### Task instructions
Carry on the factoring lesson that follows, picking up right after its final line.
-- Start of Supplied passage --
Section 3.4 Factoring
We often need to factor polynomial or other algebraic expressions. This means to rewrite sums and differences as a product. A monomial is a single term of a polynomial expression. When factoring polynomials, you might first look for the greatest common monomial of each term.
Example 3.8. Factoring out a Monomial Term.
Factor
\begin{equation*}
3x^3 y^3 - 9 x^2 y^5 + 12 x y^7.
\end{equation*}
Solution.
Each term has at least one factor of \(3\text{,}\) one factor of \(x\text{,}\) and three factors of \(y\text{.}\) So we can factor the greatest common factor \(3 x y^3\)
\begin{equation}
3x^3 y^3 - 9 x^2 y^5 + 12 x y^7
= 3xy^3\left(x^2-3xy^2+4y^4\right)\tag{3.1}
\end{equation}
Mentally redistribute the right side of
(3.1) to confirm the result is correct.
A common problem is factoring a quadratic polynomial
\(ax^2+bx+c\text{.}\) My recommendation is using a little trial and error while trying to reverse FOIL’ing. (See
Example 1.15.)
Example 3.9. Factoring a Quadratic.
Factor
\begin{equation*}
x^2-2 x-15.
\end{equation*}
Solution.
The product of the first terms must give us \(x^2 = x\cdot x\text{,}\) so we start with
\begin{equation*}
x^2-2 x-15 = (x - ??)(x-??).
\end{equation*}
The product of the last two must give us \(-15\text{.}\) Put aside the sign for a moment and consider all the integer factorization of \(15\text{:}\)
\begin{equation*}
15 = 1\times 15, \quad 3\times 5.
\end{equation*}
Try each one, adjusting the sign of each term. For example, none of
\begin{equation*}
(x - 1)(x-15), \quad (x+1)(x-15), \quad (x-1)(x+15), \quad (x+1)(x+15)
\end{equation*}
could work. The outer and inner terms all require adding or subtracting \(1x\) and \(15x\) which will never result in our middle term of \(-2x\text{.}\) So let’s try
\begin{equation*}
(x\pm 3)(x \pm 5)
\end{equation*}
which looks more promising since \(3x\) and \(5x\) will combine with the right sign to get \(-2x\text{.}\) Think about each possibility of sign to conclude
\begin{equation*}
x^2-2 x-15 = (x + 3)(x - 5).
-- End of Supplied passage --
-- Start of Recorded information --
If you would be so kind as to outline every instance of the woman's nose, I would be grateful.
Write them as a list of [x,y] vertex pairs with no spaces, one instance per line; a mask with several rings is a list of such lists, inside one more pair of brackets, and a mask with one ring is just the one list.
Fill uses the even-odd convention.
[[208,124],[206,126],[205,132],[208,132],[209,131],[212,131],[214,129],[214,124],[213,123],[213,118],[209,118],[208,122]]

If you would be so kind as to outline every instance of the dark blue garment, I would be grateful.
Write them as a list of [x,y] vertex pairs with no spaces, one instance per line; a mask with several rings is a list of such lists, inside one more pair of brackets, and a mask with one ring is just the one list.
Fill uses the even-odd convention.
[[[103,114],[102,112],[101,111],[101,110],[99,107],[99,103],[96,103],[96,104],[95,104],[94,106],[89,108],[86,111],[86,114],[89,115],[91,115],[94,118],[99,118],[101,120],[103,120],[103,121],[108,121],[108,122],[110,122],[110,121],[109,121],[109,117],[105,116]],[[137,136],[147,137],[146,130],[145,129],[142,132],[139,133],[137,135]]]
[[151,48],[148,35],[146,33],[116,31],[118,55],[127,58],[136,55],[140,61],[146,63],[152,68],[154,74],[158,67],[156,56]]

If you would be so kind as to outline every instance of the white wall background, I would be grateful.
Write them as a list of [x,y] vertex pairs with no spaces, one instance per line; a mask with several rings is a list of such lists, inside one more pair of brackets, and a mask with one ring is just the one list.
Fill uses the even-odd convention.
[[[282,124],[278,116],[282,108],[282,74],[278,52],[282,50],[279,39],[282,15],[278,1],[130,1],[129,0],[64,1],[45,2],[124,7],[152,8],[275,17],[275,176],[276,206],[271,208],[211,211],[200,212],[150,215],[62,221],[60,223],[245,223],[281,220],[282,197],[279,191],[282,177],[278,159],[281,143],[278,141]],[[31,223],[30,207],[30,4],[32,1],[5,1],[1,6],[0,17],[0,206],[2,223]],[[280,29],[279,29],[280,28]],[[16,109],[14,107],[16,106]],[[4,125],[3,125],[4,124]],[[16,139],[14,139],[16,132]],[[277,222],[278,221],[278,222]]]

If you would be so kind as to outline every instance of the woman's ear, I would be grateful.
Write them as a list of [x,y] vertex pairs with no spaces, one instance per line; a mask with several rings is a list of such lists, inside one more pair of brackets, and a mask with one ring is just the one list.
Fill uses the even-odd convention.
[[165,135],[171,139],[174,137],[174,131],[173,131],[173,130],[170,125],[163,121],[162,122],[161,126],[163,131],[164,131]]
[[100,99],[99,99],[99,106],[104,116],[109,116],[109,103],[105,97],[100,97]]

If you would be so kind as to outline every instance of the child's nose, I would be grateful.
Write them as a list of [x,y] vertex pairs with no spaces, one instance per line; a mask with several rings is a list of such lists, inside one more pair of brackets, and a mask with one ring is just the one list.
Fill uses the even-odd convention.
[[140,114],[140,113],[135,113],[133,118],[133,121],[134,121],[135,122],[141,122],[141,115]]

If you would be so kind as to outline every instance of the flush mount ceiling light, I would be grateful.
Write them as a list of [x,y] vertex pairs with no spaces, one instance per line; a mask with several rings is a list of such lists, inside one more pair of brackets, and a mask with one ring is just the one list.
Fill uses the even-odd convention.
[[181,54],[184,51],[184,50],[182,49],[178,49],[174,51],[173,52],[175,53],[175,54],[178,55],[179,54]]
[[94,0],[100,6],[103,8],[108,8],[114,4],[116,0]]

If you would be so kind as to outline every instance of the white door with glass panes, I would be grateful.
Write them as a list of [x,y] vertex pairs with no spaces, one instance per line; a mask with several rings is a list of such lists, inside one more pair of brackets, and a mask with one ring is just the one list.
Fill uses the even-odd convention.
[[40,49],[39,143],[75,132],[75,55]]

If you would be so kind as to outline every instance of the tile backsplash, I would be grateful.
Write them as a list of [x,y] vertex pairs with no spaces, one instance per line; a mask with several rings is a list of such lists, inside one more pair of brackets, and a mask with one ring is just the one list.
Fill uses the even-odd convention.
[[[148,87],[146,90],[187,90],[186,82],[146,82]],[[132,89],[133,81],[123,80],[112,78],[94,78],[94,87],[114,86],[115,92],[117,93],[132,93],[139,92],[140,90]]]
-- End of Recorded information --
### Reply to the exercise
\end{equation*}
When the leading coefficient is not \(a=1\text{,}\) the possibilities increase. While there are nice methods for helping you factor, I still recommend trial and error.
Example 3.10. Factoring a Quadratic.
Factor
\begin{equation*}
2 x^2-13 x+15.
\end{equation*}
Solution.
The first term factors as \(2x\cdot x\text{,}\) so we start with
\begin{equation*}
(2x - ??)(x - ??).
\end{equation*}
You should still consider the possibilities \(15 = 1\times 15\) and \(15 = 3\times 5\text{,}\) but observe now that the factor of \(2\) in the first term will double whatever we put in the second factor. I quickly ruled out using \(15 = 1\times 15\text{.}\) The remaining cases are of the form
\begin{equation*}
(2x \pm 3)(x \pm 5), \quad (2x \pm 5)(x \pm 3).
\end{equation*}
Try each one by FOIL’ing to find
\begin{equation*}
2 x^2-13 x+15 = (2x - 3)(x-5).
\end{equation*}
Look for special forms, like a difference of squares
\begin{equation}
a^2 - b^2 = (a-b)(a+b).\tag{3.2}
\end{equation}
Example 3.11. Factoring a Difference of Squares.
Factor
\begin{equation*}
x^6 - 4y^2.
\end{equation*}
Solution.
Each term is a square
\begin{equation*}
x^6 - 4y^2 = (x^3)^2 - (2 y)^2.
\end{equation*}
So that
\begin{equation}
x^6 - 4y^2 = (x^3-2y)(x^3 + 2y).\tag{3.3}
\end{equation}
Again, mentally distribute the right side of
(3.3) to confirm the result is correct.
Example 3.12. Combining Methods.
Factor
\begin{equation*}
3 x^4+3 x^3-36 x^2.
\end{equation*}
Solution.
There is a common monomial factor of \(3x^2\text{:}\)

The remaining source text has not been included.